[Requirements]
Write the next part of the patent claims on translating SQL queries for a second database, beginning after the last claim shown.

2. The article of manufacture of claim 1, wherein the instructions to replace the function names further comprise instructions, which when executed by the computer, cause the computer to:
replace the function name with a target function name specific to a second database.
3. The article of manufacture of claim 2, wherein the instructions to replace the table names and the column names further comprises instructions, which when executed by the computer, cause the computer to:
replace the table names and the column names with corresponding table names and column names that are case-compatible with SQL-syntax of the second database.
4. The article of manufacture of claim 3, further comprising instructions which when executed by the computer, cause the computer to:
generate a translated query compatible with SQL-syntax of the second database based on data stored in the plurality of parsers and the replaced names.
5. The article of manufacture of claim 4, further comprising instructions which when executed by the computer, cause the computer to:
in response to user selections, display the result and the translated query on a user interface.
6. The article of manufacture of claim 1, further comprising instructions which when executed by the computer, cause the computer to:
when a token is encountered immediately after the open parenthesis and before a closed parenthesis, store the token encountered immediately after the open parenthesis in the current parser as an argument name for the function name;
when an operator associated with the keyword token is encountered, store the operator in the current parser; and
when a reserved token associated with the keyword token is encountered, store the reserved token in the current parser.

[Saved entries]
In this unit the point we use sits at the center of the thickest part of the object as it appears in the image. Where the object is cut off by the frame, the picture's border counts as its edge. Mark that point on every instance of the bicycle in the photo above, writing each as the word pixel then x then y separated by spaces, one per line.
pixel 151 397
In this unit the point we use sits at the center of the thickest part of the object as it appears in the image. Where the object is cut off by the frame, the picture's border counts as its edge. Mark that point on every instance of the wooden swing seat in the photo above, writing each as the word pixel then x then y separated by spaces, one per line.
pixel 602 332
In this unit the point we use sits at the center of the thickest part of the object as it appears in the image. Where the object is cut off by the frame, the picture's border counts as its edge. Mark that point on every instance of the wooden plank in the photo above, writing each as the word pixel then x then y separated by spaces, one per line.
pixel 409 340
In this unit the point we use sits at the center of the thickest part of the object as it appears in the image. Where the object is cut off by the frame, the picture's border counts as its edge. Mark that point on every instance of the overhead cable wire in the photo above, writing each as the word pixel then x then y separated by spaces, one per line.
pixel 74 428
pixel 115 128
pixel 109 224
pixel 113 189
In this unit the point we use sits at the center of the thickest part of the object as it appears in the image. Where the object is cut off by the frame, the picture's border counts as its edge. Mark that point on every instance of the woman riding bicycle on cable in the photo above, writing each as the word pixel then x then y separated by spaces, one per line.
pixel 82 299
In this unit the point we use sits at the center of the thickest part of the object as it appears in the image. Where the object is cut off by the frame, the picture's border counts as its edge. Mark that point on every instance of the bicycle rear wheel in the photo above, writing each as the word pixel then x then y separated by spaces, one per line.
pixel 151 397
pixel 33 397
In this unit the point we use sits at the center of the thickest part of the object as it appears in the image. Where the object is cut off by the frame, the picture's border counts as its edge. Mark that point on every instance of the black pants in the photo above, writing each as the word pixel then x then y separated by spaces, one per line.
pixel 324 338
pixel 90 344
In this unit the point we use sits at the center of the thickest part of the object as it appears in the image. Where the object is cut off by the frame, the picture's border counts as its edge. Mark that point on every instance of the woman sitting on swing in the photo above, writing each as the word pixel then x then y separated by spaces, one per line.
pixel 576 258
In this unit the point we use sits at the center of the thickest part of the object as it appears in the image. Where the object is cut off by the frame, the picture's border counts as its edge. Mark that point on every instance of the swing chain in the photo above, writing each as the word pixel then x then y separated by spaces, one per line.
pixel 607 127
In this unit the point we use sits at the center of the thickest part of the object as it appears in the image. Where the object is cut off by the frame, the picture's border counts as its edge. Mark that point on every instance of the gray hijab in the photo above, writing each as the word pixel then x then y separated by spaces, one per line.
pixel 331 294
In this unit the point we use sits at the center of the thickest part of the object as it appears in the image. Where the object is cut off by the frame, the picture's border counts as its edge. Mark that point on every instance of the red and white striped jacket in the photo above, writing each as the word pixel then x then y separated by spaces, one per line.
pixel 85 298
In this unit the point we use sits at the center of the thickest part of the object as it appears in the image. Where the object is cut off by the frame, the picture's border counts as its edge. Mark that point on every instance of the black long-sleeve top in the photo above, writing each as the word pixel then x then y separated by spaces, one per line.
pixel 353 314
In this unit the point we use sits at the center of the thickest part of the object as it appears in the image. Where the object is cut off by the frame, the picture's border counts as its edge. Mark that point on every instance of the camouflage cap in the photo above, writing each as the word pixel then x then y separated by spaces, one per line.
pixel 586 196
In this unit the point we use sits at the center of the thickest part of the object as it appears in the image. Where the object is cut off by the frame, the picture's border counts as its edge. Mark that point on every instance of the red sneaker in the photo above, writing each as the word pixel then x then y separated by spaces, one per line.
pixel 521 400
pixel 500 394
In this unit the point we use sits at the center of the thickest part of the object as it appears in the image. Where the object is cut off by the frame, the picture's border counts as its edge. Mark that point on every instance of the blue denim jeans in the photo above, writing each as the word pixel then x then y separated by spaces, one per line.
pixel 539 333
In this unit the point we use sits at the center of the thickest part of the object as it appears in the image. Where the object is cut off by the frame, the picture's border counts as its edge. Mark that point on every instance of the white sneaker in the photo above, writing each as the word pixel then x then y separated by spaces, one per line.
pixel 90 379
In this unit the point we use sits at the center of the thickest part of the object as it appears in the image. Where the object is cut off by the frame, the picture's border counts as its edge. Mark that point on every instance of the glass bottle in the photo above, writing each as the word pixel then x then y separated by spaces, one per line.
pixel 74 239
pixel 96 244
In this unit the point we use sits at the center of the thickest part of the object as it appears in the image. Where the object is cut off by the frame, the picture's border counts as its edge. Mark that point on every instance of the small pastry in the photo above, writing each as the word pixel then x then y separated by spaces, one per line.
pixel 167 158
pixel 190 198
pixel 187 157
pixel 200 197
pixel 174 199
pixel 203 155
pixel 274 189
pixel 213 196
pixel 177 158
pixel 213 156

[Response]
7. The article of manufacture of claim 1, further comprises instructions, which when executed by the computer, cause the computer to:
store alias names for the table names and the column names in the current parser; and
consolidate the alias names of the plurality of parsers.
8. The article of manufacture of claim 1, further comprises instructions, which when executed by the computer, cause the computer to:
when the keyword token is encountered, close a previous parser that is created for a previous keyword token.
9. The article of manufacture of claim 1, further comprises instructions, which when executed by the computer, cause the computer to:
when the SQL query is part of nested SQL queries, split the nested SQL queries into a plurality of individual queries; and
wherein the instructions to consolidate the table names, the column names, and the function names of the plurality of parsers, further comprise instructions, which when executed by the computer, cause the computer to:
consolidate the table names, the column names, and the function names of the plurality of parsers of the individual queries.
10. The article of manufacture of claim 1, wherein the instructions to consolidate table names, column names, and function names of a plurality of parsers of the SQL query, further comprises instructions, which when executed by a computer, cause the computer to:
merge common table names, common column names, and common function names.
11. A computer-implemented method for SQL query translation, the method comprising:
splitting a structured query language (SQL) query of a first database into tokens and traverse the query from a first token;
when a keyword token is encountered, creating a current parser to store a table name and a column name associated with the encountered keyword token;
when an open parenthesis is encountered, storing a token immediately preceding the open parenthesis as a function name in the current parser, wherein the function name is specific to the first database;
consolidating table names, column names, and function names of a plurality of parsers;
replacing one or more of the table names, the column names, and the function names with corresponding names that are compatible with SQL-syntax of a second database; and
generating a result comprising the consolidated table names, the consolidated column names, the consolidated function names, and replaced names.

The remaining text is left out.